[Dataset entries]
[Start of Attachment]

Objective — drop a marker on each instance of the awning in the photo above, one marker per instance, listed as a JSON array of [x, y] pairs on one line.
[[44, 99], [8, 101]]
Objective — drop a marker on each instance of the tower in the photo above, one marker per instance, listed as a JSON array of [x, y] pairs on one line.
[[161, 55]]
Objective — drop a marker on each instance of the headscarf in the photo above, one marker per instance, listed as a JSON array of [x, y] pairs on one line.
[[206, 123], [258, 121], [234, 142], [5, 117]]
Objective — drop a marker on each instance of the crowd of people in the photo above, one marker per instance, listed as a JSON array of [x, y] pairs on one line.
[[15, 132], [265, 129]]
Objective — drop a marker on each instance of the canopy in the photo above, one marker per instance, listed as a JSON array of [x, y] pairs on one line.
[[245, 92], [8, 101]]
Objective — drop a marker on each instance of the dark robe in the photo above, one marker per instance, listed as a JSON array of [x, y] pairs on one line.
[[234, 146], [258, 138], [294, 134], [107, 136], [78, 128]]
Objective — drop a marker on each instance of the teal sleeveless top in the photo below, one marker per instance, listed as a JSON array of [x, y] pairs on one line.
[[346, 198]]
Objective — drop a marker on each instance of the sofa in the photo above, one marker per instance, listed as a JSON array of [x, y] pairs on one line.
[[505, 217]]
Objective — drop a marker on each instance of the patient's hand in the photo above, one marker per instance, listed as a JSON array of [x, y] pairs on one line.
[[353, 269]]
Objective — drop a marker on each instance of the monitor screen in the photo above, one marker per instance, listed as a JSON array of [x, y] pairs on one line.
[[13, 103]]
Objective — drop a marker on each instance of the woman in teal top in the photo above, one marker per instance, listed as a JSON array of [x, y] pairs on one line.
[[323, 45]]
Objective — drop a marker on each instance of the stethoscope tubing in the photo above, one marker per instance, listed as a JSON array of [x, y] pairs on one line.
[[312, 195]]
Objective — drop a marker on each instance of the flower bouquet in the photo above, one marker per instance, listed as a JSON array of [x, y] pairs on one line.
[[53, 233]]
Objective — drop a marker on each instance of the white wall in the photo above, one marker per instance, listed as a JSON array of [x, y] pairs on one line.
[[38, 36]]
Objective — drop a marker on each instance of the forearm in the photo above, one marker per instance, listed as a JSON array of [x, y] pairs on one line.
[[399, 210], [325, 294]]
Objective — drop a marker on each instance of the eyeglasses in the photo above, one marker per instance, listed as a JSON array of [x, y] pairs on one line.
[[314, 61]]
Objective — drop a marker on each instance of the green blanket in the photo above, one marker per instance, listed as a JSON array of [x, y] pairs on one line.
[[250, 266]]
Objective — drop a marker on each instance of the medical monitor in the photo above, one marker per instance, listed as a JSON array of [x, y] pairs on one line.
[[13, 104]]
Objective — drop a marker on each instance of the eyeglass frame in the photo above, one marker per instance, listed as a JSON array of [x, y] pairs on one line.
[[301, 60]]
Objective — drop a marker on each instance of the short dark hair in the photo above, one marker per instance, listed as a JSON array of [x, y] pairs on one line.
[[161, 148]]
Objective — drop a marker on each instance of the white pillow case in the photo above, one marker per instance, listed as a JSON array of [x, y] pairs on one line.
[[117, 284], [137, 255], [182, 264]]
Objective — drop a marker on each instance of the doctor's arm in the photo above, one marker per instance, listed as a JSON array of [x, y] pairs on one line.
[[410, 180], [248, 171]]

[End of Attachment]

Send back every record, precisely as written.

Objective — drop a marker on each instance of the awning in the photo above, one marker per instance, listed as a JSON array of [x, y] pairs on one line.
[[44, 99], [8, 101]]
Objective — drop a marker on each instance of the tower in the photo above, one marker per instance, listed as a JSON array of [x, y] pairs on one line.
[[161, 55]]
Objective — drop a marker on each instance of the headscarf in the photo above, one marker per instance, listed as a JSON array of [x, y] pairs on one line.
[[206, 123], [258, 121], [234, 142], [5, 117]]
Objective — drop a marker on each instance of the crowd of people in the photo above, one marker per instance, listed as a JSON array of [x, y] pairs on one line.
[[15, 132], [265, 129]]
Objective — drop a marker on each instance of the canopy in the photo above, one marker per instance, listed as a JSON array of [x, y] pairs on one line.
[[245, 92], [8, 101]]
Objective — drop a marker on each instance of the dark robe in the photo above, one marker per instance, listed as a JSON array of [x, y] pairs on one line.
[[234, 146], [258, 138], [294, 134], [107, 136], [78, 128]]
Objective — drop a marker on each instance of the teal sleeveless top in the photo below, one marker per instance, listed as a JSON array of [x, y] pairs on one line.
[[346, 198]]
Objective — drop a marker on each instance of the sofa in the photo above, one marker per instance, listed as a JSON array of [x, y] pairs on one line.
[[505, 217]]
Objective — drop a marker on each instance of the patient's hand in the photo above, one marker per instance, listed as a JSON array of [x, y] pairs on one line.
[[353, 269]]
Objective — drop a marker on each instance of the monitor screen in the photo above, one marker per instance, listed as a JSON array of [x, y] pairs on one line.
[[13, 103]]
Objective — drop a marker on each instance of the woman in teal top in the photo above, one marker per instance, listed as a JSON array of [x, y] pairs on one line.
[[323, 45]]
Objective — drop a marker on each instance of the stethoscope tubing in the photo above, one marker per instance, listed as a JSON array of [x, y] pairs on one line.
[[312, 195]]
Objective — drop a marker on each instance of the flower bouquet in the photo above, one marker per instance, listed as a JSON array of [x, y] pairs on one line.
[[53, 233]]
Objective — drop a marker on each instance of the white wall in the photo above, one marker per instance, listed as a JSON array of [x, y] pairs on one line.
[[38, 36]]
Objective — drop a marker on each instance of the forearm in the photo above, one marker per instance, listed as a JSON array of [x, y] pairs on one line.
[[399, 210], [325, 294]]
Objective — drop a marker on each instance of the eyeglasses in the photo above, one marker per instance, listed as a JSON array of [x, y] pairs on one line.
[[314, 61]]
Objective — drop a marker on each instance of the green blanket in the photo above, one marker per instance, listed as a JSON array of [x, y] pairs on one line.
[[250, 266]]
Objective — drop a marker on each instance of the medical monitor in the photo above, one marker per instance, listed as a JSON array of [x, y] pairs on one line.
[[13, 104]]
Objective — drop a marker on each instance of the eyeglass frame in the photo above, one marker per instance, listed as a JSON array of [x, y] pairs on one line.
[[301, 60]]
Objective — drop a marker on each instance of the short dark hair in the photo above, one marker per instance, listed as a JSON array of [x, y] pairs on one line.
[[161, 148]]
Objective — drop a marker on each instance of the white pillow case in the photo above, one marker per instance, listed as a JSON array of [x, y] pairs on one line.
[[117, 284], [137, 255], [182, 264]]
Objective — drop a marker on each instance of the doctor's arm in the photo above, one marker per instance, listed as a JSON array of [x, y] pairs on one line.
[[410, 180], [248, 171]]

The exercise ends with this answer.